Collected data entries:
^^^^^^^^^^^^^^^^
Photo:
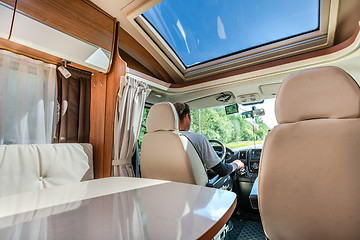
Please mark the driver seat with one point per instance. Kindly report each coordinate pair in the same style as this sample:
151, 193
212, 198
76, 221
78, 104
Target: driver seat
166, 154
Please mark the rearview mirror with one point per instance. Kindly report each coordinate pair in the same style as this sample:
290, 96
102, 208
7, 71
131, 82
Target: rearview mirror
253, 113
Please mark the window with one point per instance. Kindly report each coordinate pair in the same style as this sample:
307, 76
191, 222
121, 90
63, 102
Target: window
143, 127
199, 31
201, 37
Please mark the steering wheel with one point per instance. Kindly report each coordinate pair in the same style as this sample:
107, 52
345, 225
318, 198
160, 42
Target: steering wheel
223, 149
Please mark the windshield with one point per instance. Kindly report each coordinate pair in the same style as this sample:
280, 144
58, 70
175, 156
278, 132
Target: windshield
233, 130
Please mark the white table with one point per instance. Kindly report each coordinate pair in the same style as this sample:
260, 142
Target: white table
116, 208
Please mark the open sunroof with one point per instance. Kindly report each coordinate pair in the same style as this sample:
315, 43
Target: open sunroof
200, 31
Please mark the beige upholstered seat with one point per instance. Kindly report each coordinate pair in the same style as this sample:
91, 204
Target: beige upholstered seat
309, 179
166, 154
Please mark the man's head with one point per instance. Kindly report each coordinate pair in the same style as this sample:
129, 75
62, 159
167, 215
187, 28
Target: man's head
183, 111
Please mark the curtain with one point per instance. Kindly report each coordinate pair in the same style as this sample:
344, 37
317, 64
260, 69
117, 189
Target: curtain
128, 115
27, 99
73, 107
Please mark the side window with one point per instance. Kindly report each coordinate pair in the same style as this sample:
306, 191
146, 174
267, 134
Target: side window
143, 127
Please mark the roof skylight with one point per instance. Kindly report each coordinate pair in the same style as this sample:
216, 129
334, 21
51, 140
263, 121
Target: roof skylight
199, 31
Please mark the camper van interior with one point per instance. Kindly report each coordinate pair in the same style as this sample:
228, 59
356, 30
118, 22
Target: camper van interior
90, 140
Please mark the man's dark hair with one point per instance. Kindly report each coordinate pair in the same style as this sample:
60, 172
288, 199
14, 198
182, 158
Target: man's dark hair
182, 109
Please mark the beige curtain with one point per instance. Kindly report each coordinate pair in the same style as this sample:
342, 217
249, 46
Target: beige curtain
128, 115
73, 107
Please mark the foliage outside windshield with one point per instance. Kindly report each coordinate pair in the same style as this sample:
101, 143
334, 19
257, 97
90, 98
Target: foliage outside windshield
232, 130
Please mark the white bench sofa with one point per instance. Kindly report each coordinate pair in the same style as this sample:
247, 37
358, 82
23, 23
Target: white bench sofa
37, 166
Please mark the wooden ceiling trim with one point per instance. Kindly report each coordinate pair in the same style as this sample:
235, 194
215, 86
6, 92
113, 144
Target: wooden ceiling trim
275, 63
128, 41
76, 17
134, 64
148, 77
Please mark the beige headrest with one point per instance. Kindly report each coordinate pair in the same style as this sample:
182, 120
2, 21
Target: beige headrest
162, 116
324, 92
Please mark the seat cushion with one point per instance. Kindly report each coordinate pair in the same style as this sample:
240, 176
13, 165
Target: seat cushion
37, 166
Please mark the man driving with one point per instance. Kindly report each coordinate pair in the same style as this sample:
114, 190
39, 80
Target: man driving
203, 147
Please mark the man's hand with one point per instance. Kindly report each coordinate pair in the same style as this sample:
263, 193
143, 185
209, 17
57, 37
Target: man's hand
239, 163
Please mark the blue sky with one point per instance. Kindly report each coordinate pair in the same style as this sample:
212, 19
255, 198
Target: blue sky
201, 30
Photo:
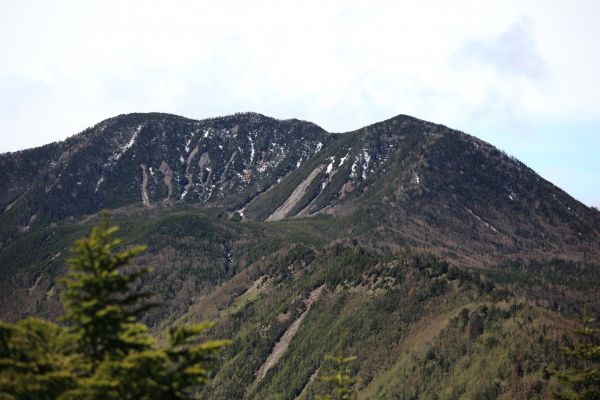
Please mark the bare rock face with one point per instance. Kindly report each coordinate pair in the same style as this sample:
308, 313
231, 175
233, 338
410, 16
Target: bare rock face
412, 178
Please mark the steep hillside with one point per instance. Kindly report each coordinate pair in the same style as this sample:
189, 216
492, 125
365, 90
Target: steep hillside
152, 159
440, 257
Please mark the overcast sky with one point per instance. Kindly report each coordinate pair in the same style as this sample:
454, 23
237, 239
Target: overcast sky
522, 75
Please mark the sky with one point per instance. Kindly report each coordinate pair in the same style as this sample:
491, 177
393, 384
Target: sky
522, 75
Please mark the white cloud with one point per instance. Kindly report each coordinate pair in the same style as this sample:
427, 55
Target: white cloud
496, 66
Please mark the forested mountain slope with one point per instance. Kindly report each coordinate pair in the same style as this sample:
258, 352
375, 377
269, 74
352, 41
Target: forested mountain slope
441, 257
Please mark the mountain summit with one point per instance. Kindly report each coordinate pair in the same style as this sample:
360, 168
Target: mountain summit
412, 180
453, 269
^^^^^^^^^^^^^^^^
- [GOAL]:
Starting with the line that contains "Please mark the steep" and continuing through the end of the items, write those lines out again, changing "mountain summit" to "mountain peak" and leaving everything else as it is.

- [COMPLETED TASK]:
Please mark the steep hillside with one point per instance. Kindly report each coordinate pair in the same style as this sample:
189, 216
492, 125
365, 90
Target: steep hillside
152, 159
440, 257
Please mark the overcast sky with one point per instance. Kindly report each coordinate pair in the same style as this sample:
454, 23
237, 239
Target: overcast sky
522, 75
Please mark the sky with one point per instance. Kindly report each coordinate pair in the same style as this sample:
491, 177
393, 384
Target: sky
522, 75
Please mark the white cloud with one point per instance. Kindly report each coordinate pair in the same style as this sample:
427, 55
Target: white cloud
496, 66
Please mark the forested mountain slope with one point per instance. Kindly report each coordinate pair in the same style as this sample:
258, 352
375, 377
269, 74
352, 41
Target: forested mountain slope
441, 257
Please mark the mountain peak with one point per instance. Kindly report each coordinate pair in the same style as this sample:
360, 168
Target: mountain peak
412, 180
453, 269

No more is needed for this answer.